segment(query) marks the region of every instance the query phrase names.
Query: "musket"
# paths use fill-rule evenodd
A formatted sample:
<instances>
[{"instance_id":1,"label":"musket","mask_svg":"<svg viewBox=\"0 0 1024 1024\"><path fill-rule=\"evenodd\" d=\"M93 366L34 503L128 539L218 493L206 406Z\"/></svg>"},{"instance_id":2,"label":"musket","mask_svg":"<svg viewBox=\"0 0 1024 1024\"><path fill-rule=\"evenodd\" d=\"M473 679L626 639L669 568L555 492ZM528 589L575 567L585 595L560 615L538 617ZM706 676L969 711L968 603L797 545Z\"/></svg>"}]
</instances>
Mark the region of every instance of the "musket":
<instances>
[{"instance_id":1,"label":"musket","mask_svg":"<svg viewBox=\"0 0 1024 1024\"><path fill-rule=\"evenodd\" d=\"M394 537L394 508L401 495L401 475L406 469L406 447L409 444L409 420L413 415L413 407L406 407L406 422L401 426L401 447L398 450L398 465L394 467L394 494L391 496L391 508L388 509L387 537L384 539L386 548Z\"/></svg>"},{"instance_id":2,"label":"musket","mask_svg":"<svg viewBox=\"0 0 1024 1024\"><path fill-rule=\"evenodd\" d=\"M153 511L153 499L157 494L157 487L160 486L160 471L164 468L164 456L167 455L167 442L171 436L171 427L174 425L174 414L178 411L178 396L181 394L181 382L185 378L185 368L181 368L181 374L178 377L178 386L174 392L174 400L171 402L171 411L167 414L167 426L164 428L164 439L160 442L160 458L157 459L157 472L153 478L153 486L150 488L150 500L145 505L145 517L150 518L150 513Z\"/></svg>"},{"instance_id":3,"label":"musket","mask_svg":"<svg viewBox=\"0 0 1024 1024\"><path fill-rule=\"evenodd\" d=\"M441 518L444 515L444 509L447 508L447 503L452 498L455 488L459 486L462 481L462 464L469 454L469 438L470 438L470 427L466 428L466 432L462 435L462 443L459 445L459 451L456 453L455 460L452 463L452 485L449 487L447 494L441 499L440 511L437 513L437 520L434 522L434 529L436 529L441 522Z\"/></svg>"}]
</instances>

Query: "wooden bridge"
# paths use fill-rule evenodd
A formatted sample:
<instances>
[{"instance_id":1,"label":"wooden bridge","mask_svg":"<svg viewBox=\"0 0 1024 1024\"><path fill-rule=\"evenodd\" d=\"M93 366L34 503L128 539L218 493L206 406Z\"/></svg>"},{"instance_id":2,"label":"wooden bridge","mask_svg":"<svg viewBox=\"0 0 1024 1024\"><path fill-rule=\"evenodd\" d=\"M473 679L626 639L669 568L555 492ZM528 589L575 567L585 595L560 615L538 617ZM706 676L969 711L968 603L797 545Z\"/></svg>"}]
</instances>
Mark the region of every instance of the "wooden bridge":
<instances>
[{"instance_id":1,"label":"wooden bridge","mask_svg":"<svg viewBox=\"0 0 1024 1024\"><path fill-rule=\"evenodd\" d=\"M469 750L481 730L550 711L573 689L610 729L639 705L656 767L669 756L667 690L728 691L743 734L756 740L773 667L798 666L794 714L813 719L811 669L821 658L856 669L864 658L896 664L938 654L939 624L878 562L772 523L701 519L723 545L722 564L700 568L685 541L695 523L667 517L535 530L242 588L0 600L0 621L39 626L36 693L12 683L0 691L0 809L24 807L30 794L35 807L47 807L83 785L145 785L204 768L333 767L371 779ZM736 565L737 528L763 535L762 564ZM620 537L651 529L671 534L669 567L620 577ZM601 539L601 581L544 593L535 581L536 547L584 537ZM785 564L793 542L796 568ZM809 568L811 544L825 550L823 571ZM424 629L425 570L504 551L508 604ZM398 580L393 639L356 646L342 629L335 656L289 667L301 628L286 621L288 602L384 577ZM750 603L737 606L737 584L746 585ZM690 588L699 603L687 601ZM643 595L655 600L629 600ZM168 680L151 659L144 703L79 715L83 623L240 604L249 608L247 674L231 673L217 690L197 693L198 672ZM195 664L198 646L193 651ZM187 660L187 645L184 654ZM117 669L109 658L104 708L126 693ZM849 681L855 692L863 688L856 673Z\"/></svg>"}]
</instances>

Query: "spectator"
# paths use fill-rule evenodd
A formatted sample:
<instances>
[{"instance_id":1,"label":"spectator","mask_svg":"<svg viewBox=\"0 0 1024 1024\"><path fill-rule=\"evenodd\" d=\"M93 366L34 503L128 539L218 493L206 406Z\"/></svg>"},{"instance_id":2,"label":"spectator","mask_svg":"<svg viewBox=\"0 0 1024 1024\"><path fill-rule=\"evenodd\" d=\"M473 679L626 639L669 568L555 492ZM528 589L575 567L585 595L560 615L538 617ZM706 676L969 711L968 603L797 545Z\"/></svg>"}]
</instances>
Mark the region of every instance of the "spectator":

= = = =

(Given problem):
Retype all of the entries precisely as they are.

(Finished task):
segment(query) marks the region of every instance the query phrase names.
Query: "musket"
# paths use fill-rule evenodd
A formatted sample:
<instances>
[{"instance_id":1,"label":"musket","mask_svg":"<svg viewBox=\"0 0 1024 1024\"><path fill-rule=\"evenodd\" d=\"M93 366L34 503L128 539L218 493L206 406Z\"/></svg>"},{"instance_id":2,"label":"musket","mask_svg":"<svg viewBox=\"0 0 1024 1024\"><path fill-rule=\"evenodd\" d=\"M473 679L626 639L669 568L555 492ZM528 589L575 567L585 595L560 615L538 617ZM706 676L969 711L968 603L797 545Z\"/></svg>"}]
</instances>
Mark the region of every instance of the "musket":
<instances>
[{"instance_id":1,"label":"musket","mask_svg":"<svg viewBox=\"0 0 1024 1024\"><path fill-rule=\"evenodd\" d=\"M394 537L394 508L401 495L401 475L406 469L406 447L409 444L409 420L413 415L413 407L406 407L406 422L401 426L401 447L398 450L398 465L394 467L394 494L391 496L391 508L388 509L387 537L384 539L386 548Z\"/></svg>"},{"instance_id":2,"label":"musket","mask_svg":"<svg viewBox=\"0 0 1024 1024\"><path fill-rule=\"evenodd\" d=\"M153 511L153 499L157 494L157 487L160 486L160 471L164 468L164 456L167 455L167 442L171 436L171 427L174 425L174 414L178 411L178 396L181 394L181 382L185 378L185 368L181 368L181 374L178 377L178 386L174 392L174 400L171 402L171 411L167 414L167 426L164 428L164 439L160 442L160 458L157 459L157 472L153 478L153 486L150 488L150 500L145 505L145 517L150 518L150 513Z\"/></svg>"},{"instance_id":3,"label":"musket","mask_svg":"<svg viewBox=\"0 0 1024 1024\"><path fill-rule=\"evenodd\" d=\"M441 518L444 515L444 509L447 508L447 503L452 498L455 488L459 486L462 481L462 464L469 454L469 438L470 438L470 427L466 428L466 432L462 435L462 443L459 445L459 451L456 453L455 460L452 463L452 485L449 487L447 494L441 499L440 511L437 513L437 520L434 522L434 529L436 529L441 522Z\"/></svg>"}]
</instances>

Query: "wooden bridge"
# paths use fill-rule evenodd
A formatted sample:
<instances>
[{"instance_id":1,"label":"wooden bridge","mask_svg":"<svg viewBox=\"0 0 1024 1024\"><path fill-rule=\"evenodd\" d=\"M93 366L34 503L128 539L218 493L206 406Z\"/></svg>"},{"instance_id":2,"label":"wooden bridge","mask_svg":"<svg viewBox=\"0 0 1024 1024\"><path fill-rule=\"evenodd\" d=\"M473 679L626 639L669 568L555 492ZM528 589L575 567L585 595L560 615L538 617ZM706 676L969 711L968 603L797 545Z\"/></svg>"}]
</instances>
Mark the region of every instance of the "wooden bridge":
<instances>
[{"instance_id":1,"label":"wooden bridge","mask_svg":"<svg viewBox=\"0 0 1024 1024\"><path fill-rule=\"evenodd\" d=\"M469 750L481 730L550 711L573 689L610 729L639 705L656 767L669 756L667 690L728 691L743 734L756 740L773 667L798 666L794 714L813 719L811 669L821 658L856 669L864 658L896 664L938 654L939 624L878 562L772 523L701 519L723 545L722 564L700 568L685 541L695 523L667 517L535 530L242 588L0 600L0 621L39 626L36 693L12 683L0 691L0 809L24 807L30 794L35 807L47 807L83 785L145 785L204 768L333 767L371 779ZM736 565L737 528L763 535L762 564ZM620 537L651 529L671 534L669 567L620 577ZM601 539L601 581L544 593L535 581L536 547L584 537ZM785 564L793 542L796 568ZM809 568L811 544L825 550L823 571ZM424 629L425 570L504 551L508 604ZM398 580L393 639L356 646L342 629L335 656L289 667L301 628L286 621L288 602L384 577ZM750 603L737 606L737 584L746 585ZM690 588L699 603L687 601ZM643 595L655 600L629 600ZM168 680L151 659L144 703L79 715L83 623L240 604L249 608L247 674L231 673L217 690L197 693L198 672ZM195 664L198 646L193 651ZM187 660L187 645L184 654ZM117 669L109 658L104 708L126 693ZM849 681L855 692L863 688L856 673Z\"/></svg>"}]
</instances>

Query: "spectator"
# paths use fill-rule evenodd
A formatted sample:
<instances>
[{"instance_id":1,"label":"spectator","mask_svg":"<svg viewBox=\"0 0 1024 1024\"><path fill-rule=\"evenodd\" d=\"M93 366L34 503L128 539L218 493L206 406Z\"/></svg>"},{"instance_id":2,"label":"spectator","mask_svg":"<svg viewBox=\"0 0 1024 1024\"><path fill-rule=\"evenodd\" d=\"M473 679L626 639L669 568L555 492ZM528 589L575 567L585 595L560 615L538 617ZM706 676L969 711L968 603L797 545Z\"/></svg>"}]
</instances>
Mark the region of every instance of the "spectator":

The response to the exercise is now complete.